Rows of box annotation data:
****************

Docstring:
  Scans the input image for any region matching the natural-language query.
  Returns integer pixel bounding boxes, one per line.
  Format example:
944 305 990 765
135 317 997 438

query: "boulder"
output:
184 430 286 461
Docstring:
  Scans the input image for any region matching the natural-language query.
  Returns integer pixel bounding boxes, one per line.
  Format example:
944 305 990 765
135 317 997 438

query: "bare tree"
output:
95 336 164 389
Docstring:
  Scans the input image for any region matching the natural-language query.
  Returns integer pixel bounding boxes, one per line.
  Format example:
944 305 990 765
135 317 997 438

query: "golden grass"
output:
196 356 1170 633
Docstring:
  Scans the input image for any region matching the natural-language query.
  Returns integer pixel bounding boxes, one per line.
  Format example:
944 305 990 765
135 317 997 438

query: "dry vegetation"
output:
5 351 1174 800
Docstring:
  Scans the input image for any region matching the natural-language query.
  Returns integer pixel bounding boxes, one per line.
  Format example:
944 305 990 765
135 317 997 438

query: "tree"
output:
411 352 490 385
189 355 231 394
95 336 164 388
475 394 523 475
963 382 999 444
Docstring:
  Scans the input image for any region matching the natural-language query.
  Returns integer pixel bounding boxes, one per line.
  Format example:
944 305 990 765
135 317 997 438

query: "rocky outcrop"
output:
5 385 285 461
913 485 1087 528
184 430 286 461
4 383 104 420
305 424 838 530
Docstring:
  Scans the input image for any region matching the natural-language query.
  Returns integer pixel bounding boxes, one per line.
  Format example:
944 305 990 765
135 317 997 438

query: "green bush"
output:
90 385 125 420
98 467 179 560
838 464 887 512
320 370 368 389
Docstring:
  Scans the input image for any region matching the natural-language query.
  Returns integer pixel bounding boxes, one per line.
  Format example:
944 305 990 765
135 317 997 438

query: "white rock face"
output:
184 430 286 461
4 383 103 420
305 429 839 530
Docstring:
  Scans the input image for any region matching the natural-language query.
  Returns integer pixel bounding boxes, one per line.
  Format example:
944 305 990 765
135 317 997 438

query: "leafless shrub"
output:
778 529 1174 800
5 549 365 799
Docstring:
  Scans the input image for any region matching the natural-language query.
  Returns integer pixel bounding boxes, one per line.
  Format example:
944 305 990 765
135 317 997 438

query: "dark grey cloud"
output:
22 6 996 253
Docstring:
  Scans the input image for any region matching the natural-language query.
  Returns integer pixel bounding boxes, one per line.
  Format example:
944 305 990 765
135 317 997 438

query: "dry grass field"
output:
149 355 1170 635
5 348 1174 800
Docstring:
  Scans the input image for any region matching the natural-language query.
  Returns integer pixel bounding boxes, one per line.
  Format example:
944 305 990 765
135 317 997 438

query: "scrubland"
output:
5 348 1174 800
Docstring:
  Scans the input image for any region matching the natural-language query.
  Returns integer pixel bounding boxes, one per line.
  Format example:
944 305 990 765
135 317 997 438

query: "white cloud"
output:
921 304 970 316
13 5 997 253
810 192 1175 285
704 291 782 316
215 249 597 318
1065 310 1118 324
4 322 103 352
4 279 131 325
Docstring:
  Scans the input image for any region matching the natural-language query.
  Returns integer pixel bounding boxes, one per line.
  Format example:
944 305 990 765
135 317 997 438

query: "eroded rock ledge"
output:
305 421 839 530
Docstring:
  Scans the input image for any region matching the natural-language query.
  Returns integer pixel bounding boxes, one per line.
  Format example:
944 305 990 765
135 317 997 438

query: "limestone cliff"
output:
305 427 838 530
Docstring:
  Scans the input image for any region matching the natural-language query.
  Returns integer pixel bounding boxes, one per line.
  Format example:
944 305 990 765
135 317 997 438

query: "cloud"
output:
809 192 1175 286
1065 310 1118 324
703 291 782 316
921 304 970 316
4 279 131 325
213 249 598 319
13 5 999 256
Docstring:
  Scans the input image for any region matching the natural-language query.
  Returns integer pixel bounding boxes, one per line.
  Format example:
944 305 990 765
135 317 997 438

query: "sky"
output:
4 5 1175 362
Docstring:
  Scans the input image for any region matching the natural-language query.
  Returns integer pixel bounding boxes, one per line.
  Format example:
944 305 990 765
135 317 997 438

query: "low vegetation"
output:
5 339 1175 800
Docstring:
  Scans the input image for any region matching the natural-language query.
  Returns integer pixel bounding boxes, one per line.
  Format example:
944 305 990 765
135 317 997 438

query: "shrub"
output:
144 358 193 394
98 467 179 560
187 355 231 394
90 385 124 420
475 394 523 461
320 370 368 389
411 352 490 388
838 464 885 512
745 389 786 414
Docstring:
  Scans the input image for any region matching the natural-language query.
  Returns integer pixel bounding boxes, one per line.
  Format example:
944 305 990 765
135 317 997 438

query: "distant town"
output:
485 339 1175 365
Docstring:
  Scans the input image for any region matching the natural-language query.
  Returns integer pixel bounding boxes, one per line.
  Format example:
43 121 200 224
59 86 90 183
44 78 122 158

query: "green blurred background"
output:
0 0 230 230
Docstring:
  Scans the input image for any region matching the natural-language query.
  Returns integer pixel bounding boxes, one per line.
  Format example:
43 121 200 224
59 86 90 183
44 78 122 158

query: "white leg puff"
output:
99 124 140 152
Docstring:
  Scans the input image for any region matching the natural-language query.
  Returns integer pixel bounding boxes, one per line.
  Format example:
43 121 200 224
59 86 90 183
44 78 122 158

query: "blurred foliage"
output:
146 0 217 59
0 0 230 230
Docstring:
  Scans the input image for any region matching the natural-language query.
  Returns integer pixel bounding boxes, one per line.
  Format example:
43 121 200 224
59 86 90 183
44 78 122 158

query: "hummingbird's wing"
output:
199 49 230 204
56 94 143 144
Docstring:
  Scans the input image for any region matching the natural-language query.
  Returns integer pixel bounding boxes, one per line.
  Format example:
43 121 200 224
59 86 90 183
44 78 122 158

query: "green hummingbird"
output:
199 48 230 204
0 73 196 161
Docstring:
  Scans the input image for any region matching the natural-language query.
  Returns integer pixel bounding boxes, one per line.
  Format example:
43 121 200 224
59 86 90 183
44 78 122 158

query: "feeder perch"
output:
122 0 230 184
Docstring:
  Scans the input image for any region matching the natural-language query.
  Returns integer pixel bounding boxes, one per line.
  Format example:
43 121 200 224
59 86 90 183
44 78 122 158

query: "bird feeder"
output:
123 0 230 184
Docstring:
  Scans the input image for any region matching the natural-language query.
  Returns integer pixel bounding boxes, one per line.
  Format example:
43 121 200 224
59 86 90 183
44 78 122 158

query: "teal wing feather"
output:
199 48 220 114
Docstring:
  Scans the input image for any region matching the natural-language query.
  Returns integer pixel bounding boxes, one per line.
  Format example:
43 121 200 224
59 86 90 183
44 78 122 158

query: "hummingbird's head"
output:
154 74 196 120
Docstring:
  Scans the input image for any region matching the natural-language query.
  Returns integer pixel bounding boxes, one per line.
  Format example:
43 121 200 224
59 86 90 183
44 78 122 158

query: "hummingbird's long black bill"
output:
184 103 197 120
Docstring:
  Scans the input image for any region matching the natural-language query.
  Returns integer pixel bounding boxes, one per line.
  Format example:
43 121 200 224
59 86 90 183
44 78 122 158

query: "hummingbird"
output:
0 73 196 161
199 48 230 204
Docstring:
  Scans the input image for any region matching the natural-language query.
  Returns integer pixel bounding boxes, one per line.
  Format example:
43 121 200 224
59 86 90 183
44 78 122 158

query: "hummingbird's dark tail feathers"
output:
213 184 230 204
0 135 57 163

****************

[Problem statement] Write out all of the material above again, putting "plain-text query" in place of every "natural-language query" and leaving everything else unchanged.

[Finished exercise]
Docstring:
  Scans the input image for any region matching the plain-text query.
  Returns integer pixel bounding boxes, one per line.
  Format example:
944 305 990 765
135 317 997 438

query: "boulder"
output:
184 430 286 461
Docstring:
  Scans the input image for any region matching the plain-text query.
  Returns integer pixel bounding boxes, one per line.
  Format example:
944 305 990 765
135 317 997 438

query: "bare tree"
output:
95 336 164 389
Docstring:
  Scans the input image for any region matching the plain-text query.
  Returns integer pixel bounding boxes, one per line.
  Format example:
944 305 990 765
135 317 997 438

query: "golden grass"
output:
196 356 1170 633
Docstring:
  Scans the input image for any region matching the plain-text query.
  Returns integer pixel bounding boxes, one per line.
  Format example:
944 305 990 765
135 317 997 438

query: "dry vegetation"
output:
5 351 1174 800
Docstring:
  Scans the input image for any region matching the plain-text query.
  Returns integer pixel bounding boxes, one per line.
  Format example:
944 305 990 765
135 317 997 438

query: "tree"
output:
411 352 490 385
189 355 231 394
95 336 164 388
475 394 523 475
963 382 999 444
Docstring:
  Scans the input image for any region matching the plain-text query.
  Returns integer pixel bounding boxes, one per line.
  Format example:
944 305 990 765
135 317 997 438

query: "rocky outcrop"
output:
5 385 285 461
913 485 1087 528
184 430 286 461
4 383 104 420
305 424 838 530
Docstring:
  Scans the input image for any region matching the plain-text query.
  Returns integer pixel bounding boxes, one per line.
  Format example:
944 305 990 765
135 317 997 438

query: "green bush"
output:
90 385 125 420
98 467 179 560
838 464 887 512
320 370 368 389
Docstring:
  Scans the input image for any region matching the plain-text query.
  Returns integer pixel bounding boxes, one per line.
  Format example:
944 305 990 765
135 317 997 438

query: "white rock face"
output:
184 430 286 461
4 383 103 420
305 429 839 530
Docstring:
  Scans the input image for any region matching the plain-text query.
  Returns integer pixel bounding boxes, one per line.
  Format example:
944 305 990 765
135 317 997 438

query: "leafless shrub"
output:
778 529 1174 800
5 549 365 799
Docstring:
  Scans the input image for any region matching the plain-text query.
  Returns integer pixel bounding boxes, one per line.
  Format example:
944 305 990 765
135 317 997 438

query: "dark grey cloud"
output:
22 6 996 253
Docstring:
  Scans the input image for any region matching the plain-text query.
  Returns integer pixel bounding boxes, one per line.
  Format example:
944 305 990 765
135 317 997 438

query: "dry grass field"
output:
149 355 1170 635
5 348 1174 800
Docstring:
  Scans the input image for any region matching the plain-text query.
  Returns integer pixel bounding boxes, one per line.
  Format example:
944 305 990 765
135 317 997 438

query: "scrubland"
output:
5 348 1174 800
Docstring:
  Scans the input image for any region matching the plain-text query.
  Returns integer pixel bounding boxes, one per line.
  Format example:
944 305 990 765
135 317 997 438

query: "white cloud"
output:
921 304 970 316
13 5 997 253
810 192 1175 285
704 291 782 316
215 249 597 318
1065 310 1118 324
4 322 103 352
4 279 131 325
Docstring:
  Scans the input image for any region matching the plain-text query.
  Returns integer pixel bounding boxes, one per line.
  Format example:
944 305 990 765
135 317 997 438

query: "eroded rock ledge"
output:
305 421 839 530
Docstring:
  Scans the input image for any region matching the plain-text query.
  Returns integer pixel bounding boxes, one per line.
  Format example:
944 305 990 765
135 317 997 438

query: "limestone cliff"
output:
305 427 838 530
Docstring:
  Scans the input image for any region matching the plain-text query.
  Returns integer pixel bounding boxes, one per line.
  Format example:
944 305 990 765
135 317 997 438

query: "cloud"
output:
809 192 1175 286
1065 310 1118 324
703 291 782 316
921 304 970 316
4 279 131 325
213 249 598 319
13 5 999 256
Docstring:
  Scans the input image for any region matching the plain-text query.
  Returns integer pixel bounding boxes, one per line.
  Format example:
944 305 990 765
135 317 997 438

query: "sky"
output:
4 5 1175 362
Docstring:
  Scans the input image for any region matching the plain-text query.
  Returns integer pixel bounding boxes, one per line.
  Format example:
944 305 990 765
135 317 997 438

query: "low vegetation"
output:
5 339 1175 800
Docstring:
  Scans the input image for any region matching the plain-text query.
  Returns integer pixel bounding boxes, one per line.
  Format example:
944 305 990 765
135 317 997 438

query: "shrub"
output:
144 358 193 394
98 467 179 560
187 355 231 394
90 385 124 420
475 394 523 461
320 370 368 389
411 352 490 388
838 464 885 512
745 389 786 414
Docstring:
  Scans the input image for any region matching the plain-text query.
  Returns integer pixel bounding boxes, one per line.
  Format example:
944 305 990 765
135 317 997 438

query: "distant town"
output:
485 339 1175 365
Docstring:
  Scans the input image for any region matching the plain-text query.
  Returns integer pixel bounding boxes, one per line.
  Format example:
43 121 200 224
59 86 90 183
44 78 122 158

query: "green blurred background"
output:
0 0 230 230
Docstring:
  Scans the input image for any region matching the plain-text query.
  Returns integer pixel bounding boxes, one per line.
  Format example:
43 121 200 224
59 86 90 183
44 78 122 158

query: "white leg puff"
output:
99 124 140 152
Docstring:
  Scans the input image for any region matching the plain-text query.
  Returns integer pixel bounding boxes, one per line.
  Format example:
43 121 200 224
59 86 90 183
44 78 122 158

query: "blurred foliage"
output:
146 0 217 59
0 0 230 230
Docstring:
  Scans the input image for any region matching the plain-text query.
  Returns integer pixel bounding boxes, one per line.
  Format example:
43 121 200 224
59 86 90 183
44 78 122 158

query: "hummingbird's wing"
output:
199 49 230 204
56 94 143 144
Docstring:
  Scans the input image for any region matching the plain-text query.
  Returns integer pixel bounding boxes, one per line.
  Format example:
43 121 200 224
59 86 90 183
44 78 122 158

query: "green hummingbird"
output:
199 48 230 204
0 73 196 161
Docstring:
  Scans the input image for any region matching the plain-text query.
  Returns integer pixel bounding boxes, one per line.
  Format example:
43 121 200 224
59 86 90 183
44 78 122 158

query: "feeder perch"
output:
122 0 230 184
Docstring:
  Scans the input image for any region matching the plain-text query.
  Returns integer pixel bounding boxes, one per line.
  Format example:
43 121 200 224
59 86 90 183
44 78 122 158

query: "bird feeder"
output:
123 0 230 184
Docstring:
  Scans the input image for any region matching the plain-text query.
  Returns integer pixel bounding boxes, one per line.
  Format example:
43 121 200 224
59 86 90 183
44 78 122 158

query: "teal wing feather"
output:
199 48 220 114
Docstring:
  Scans the input image for any region matching the plain-text query.
  Returns integer pixel bounding boxes, one per line.
  Format example:
43 121 200 224
59 86 90 183
44 78 122 158

query: "hummingbird's head"
output:
154 74 196 120
Docstring:
  Scans the input image for any region matching the plain-text query.
  Returns integer pixel bounding boxes, one per line.
  Format example:
43 121 200 224
59 86 90 183
44 78 122 158

query: "hummingbird's long black bill"
output:
184 103 197 120
Docstring:
  Scans the input image for any region matching the plain-text query.
  Returns integer pixel bounding boxes, one per line.
  Format example:
43 121 200 224
59 86 90 183
44 78 122 158

query: "hummingbird"
output:
0 73 196 161
199 48 230 204
Docstring:
  Scans the input image for any region matching the plain-text query.
  Returns integer pixel bounding boxes, one per line.
  Format example:
43 121 200 224
59 86 90 183
44 78 122 158

query: "hummingbird's dark tail feathers"
output:
213 184 230 204
0 135 57 163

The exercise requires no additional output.